Would you please give the entries again word for word, with no images in your copy?

──────── Data excerpts

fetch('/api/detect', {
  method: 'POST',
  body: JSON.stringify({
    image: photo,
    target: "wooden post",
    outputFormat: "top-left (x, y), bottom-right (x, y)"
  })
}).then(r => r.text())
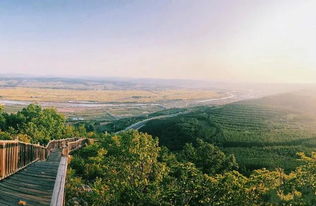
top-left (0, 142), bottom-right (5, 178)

────────────────

# Output of the exercise
fetch('/api/detect', {
  method: 'POST',
  body: JSON.stringify({
    image: photo,
    target: "wooden post",
    outputFormat: "top-left (x, y), bottom-right (x, y)"
  })
}).then(r => r.text())
top-left (0, 142), bottom-right (5, 178)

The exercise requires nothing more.